[start of Data for the task]

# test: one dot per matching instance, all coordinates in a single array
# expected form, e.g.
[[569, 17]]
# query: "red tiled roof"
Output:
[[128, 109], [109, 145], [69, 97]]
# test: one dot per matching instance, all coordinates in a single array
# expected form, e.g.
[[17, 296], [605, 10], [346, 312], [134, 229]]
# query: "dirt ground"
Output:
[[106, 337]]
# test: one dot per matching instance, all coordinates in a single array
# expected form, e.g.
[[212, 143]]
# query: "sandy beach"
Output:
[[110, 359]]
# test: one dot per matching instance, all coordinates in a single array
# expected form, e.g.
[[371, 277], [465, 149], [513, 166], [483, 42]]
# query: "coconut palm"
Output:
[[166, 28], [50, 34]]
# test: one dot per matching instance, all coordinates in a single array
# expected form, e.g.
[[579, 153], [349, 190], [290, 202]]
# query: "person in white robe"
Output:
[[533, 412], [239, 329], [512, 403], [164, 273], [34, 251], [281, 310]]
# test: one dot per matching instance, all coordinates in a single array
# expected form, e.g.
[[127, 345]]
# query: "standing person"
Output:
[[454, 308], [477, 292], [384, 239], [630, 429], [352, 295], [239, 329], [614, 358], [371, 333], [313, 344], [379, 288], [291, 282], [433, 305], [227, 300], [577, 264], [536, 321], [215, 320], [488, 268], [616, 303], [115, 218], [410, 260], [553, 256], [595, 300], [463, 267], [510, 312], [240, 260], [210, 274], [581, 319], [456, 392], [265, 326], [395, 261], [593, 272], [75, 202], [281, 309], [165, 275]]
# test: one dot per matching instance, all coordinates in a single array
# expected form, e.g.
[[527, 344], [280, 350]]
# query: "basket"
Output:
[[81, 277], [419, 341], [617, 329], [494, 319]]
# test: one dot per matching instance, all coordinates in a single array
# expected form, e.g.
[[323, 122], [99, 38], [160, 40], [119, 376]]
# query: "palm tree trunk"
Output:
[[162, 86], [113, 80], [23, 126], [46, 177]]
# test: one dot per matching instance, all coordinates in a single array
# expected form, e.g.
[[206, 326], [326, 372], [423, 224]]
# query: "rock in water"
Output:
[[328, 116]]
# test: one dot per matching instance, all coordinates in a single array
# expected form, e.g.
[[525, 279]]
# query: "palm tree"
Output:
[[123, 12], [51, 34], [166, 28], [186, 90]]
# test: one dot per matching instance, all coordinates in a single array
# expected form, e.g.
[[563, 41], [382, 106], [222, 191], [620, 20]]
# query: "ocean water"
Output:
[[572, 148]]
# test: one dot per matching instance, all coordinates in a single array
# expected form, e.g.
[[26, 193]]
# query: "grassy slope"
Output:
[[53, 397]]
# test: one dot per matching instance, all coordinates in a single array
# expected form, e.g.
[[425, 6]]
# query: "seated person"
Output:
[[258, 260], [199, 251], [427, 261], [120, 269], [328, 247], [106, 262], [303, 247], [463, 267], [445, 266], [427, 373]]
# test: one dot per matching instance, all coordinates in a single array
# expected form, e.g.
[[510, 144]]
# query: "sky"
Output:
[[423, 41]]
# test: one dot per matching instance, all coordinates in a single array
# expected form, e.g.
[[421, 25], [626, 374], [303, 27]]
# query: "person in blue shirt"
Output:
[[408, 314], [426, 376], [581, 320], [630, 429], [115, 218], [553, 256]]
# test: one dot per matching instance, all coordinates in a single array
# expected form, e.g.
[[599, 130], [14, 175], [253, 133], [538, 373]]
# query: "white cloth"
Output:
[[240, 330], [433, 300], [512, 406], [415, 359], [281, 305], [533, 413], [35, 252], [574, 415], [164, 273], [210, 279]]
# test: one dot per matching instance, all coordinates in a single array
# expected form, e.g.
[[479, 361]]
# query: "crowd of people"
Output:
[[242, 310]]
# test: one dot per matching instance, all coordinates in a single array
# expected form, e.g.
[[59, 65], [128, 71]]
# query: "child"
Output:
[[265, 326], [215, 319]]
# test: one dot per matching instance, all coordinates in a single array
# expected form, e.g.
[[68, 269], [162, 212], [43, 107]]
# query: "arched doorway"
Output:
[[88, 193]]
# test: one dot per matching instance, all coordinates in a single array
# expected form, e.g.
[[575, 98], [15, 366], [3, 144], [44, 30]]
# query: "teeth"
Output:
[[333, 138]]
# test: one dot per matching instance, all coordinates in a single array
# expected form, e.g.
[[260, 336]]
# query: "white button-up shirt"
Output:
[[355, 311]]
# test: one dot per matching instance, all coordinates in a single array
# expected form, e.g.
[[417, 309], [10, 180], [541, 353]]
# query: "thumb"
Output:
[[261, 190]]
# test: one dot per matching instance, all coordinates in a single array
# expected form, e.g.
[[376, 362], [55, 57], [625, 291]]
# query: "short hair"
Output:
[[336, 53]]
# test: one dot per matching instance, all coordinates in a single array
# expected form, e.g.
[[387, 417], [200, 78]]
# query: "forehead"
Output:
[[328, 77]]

[end of Data for the task]

▶ [Required task]:
Copy each line of the data above without altering a single character.

▶ [Full answer]:
# test: one dot per matching instance, all coordinates in a single array
# expected form, e.g.
[[569, 17]]
# query: "red tiled roof"
Output:
[[128, 109], [109, 145], [69, 97]]
# test: one dot per matching instance, all coordinates in a single array
# expected form, e.g.
[[17, 296], [605, 10], [346, 312], [134, 229]]
# query: "dirt ground"
Output:
[[106, 337]]
# test: one dot per matching instance, all coordinates in a single array
# expected form, e.g.
[[212, 143]]
# query: "sandy beach"
Output:
[[110, 359]]
# test: one dot per matching instance, all coordinates in a single array
# expected form, e.g.
[[371, 277], [465, 149], [513, 166], [483, 42]]
# query: "coconut palm"
Output:
[[166, 28], [50, 34]]
# test: one dot per matching instance, all coordinates in a single array
# expected form, e.g.
[[579, 153], [349, 190], [290, 202]]
# query: "person in white robe"
Output:
[[533, 412], [239, 329], [512, 403], [164, 273], [34, 251], [281, 310]]
# test: one dot per matching instance, all coordinates in a single array
# expected form, e.g.
[[127, 345]]
# query: "standing person"
Output:
[[454, 308], [477, 292], [384, 239], [630, 429], [352, 295], [239, 329], [614, 358], [371, 333], [313, 344], [379, 288], [291, 282], [433, 305], [227, 300], [577, 264], [536, 321], [215, 320], [488, 268], [616, 303], [115, 218], [410, 260], [553, 256], [595, 300], [463, 267], [510, 312], [240, 260], [210, 274], [581, 319], [456, 392], [265, 326], [395, 261], [593, 272], [75, 202], [281, 309], [165, 275]]
# test: one dot per matching instance, all coordinates in a single array
# expected form, e.g.
[[527, 344], [280, 350]]
# query: "basket"
Output:
[[81, 277], [419, 341], [617, 329], [494, 319]]
# test: one dot per matching instance, all coordinates in a single array
# expected form, e.g.
[[323, 122], [99, 38], [160, 40], [119, 376]]
# query: "palm tree trunk"
Output:
[[162, 86], [113, 80], [23, 126], [46, 177]]
# test: one dot per matching instance, all coordinates in a single array
# expected form, e.g.
[[206, 326], [326, 372], [423, 224]]
# query: "rock in water"
Output:
[[328, 116]]
# test: one dot per matching instance, all coordinates in a single array
# expected form, e.g.
[[525, 279]]
# query: "palm tree"
Output:
[[123, 12], [51, 34], [166, 28], [186, 90]]
# test: one dot per matching instance, all coordinates in a single array
# expected form, e.g.
[[563, 41], [382, 106], [222, 191], [620, 20]]
# query: "ocean water"
Output:
[[572, 148]]
# test: one dot per matching instance, all coordinates in a single array
# expected form, e.g.
[[26, 193]]
# query: "grassy slope"
Output:
[[53, 397]]
# test: one dot per matching instance, all coordinates in a single array
# expected form, e.g.
[[425, 6]]
# query: "seated person"
Output:
[[258, 260], [199, 251], [427, 261], [120, 269], [328, 247], [106, 262], [303, 247], [463, 267], [445, 266], [427, 373]]
# test: one dot per matching instance, all coordinates in a single array
# expected form, e.g.
[[510, 144]]
# query: "sky"
Output:
[[423, 41]]
# test: one dot per matching instance, all coordinates in a single array
# expected form, e.g.
[[421, 25], [626, 374], [303, 27]]
# query: "person in blue shirt"
Output:
[[408, 314], [426, 376], [581, 320], [630, 429], [115, 218], [553, 256]]
# test: one dot per matching instance, all coordinates in a single array
# expected form, e.g.
[[599, 130], [14, 175], [253, 133], [538, 373]]
# query: "white cloth"
Output:
[[240, 330], [433, 300], [512, 406], [415, 359], [281, 305], [533, 413], [35, 252], [574, 415], [164, 273], [210, 279]]
# test: one dot per matching instance, all coordinates in a single array
# expected form, e.g.
[[479, 361]]
# query: "crowd of people"
Output:
[[242, 310]]
# test: one dot per matching instance, all coordinates in a single array
# expected form, e.g.
[[59, 65], [128, 71]]
# query: "child"
Output:
[[265, 326], [215, 319]]
# test: one dot per matching instance, all coordinates in a single array
# expected form, e.g.
[[68, 269], [162, 212], [43, 107]]
# query: "arched doorway"
Output:
[[88, 193]]
# test: one dot per matching instance, all coordinates in a single array
# expected form, e.g.
[[575, 98], [15, 366], [3, 144], [44, 30]]
# query: "teeth"
Output:
[[333, 138]]
# test: one dot per matching instance, all coordinates in a single array
# expected form, e.g.
[[260, 336]]
# query: "white button-up shirt"
Output:
[[355, 311]]
# test: one dot per matching instance, all coordinates in a single array
# expected form, e.g.
[[417, 309], [10, 180], [541, 353]]
# query: "thumb"
Output:
[[261, 190]]
# test: one dot per matching instance, all coordinates in a single array
# expected form, e.g.
[[376, 362], [55, 57], [625, 291]]
# query: "short hair"
Output:
[[336, 53]]
# test: one dot per matching instance, all coordinates in a single array
# expected form, e.g.
[[387, 417], [200, 78]]
# query: "forehead"
Output:
[[328, 77]]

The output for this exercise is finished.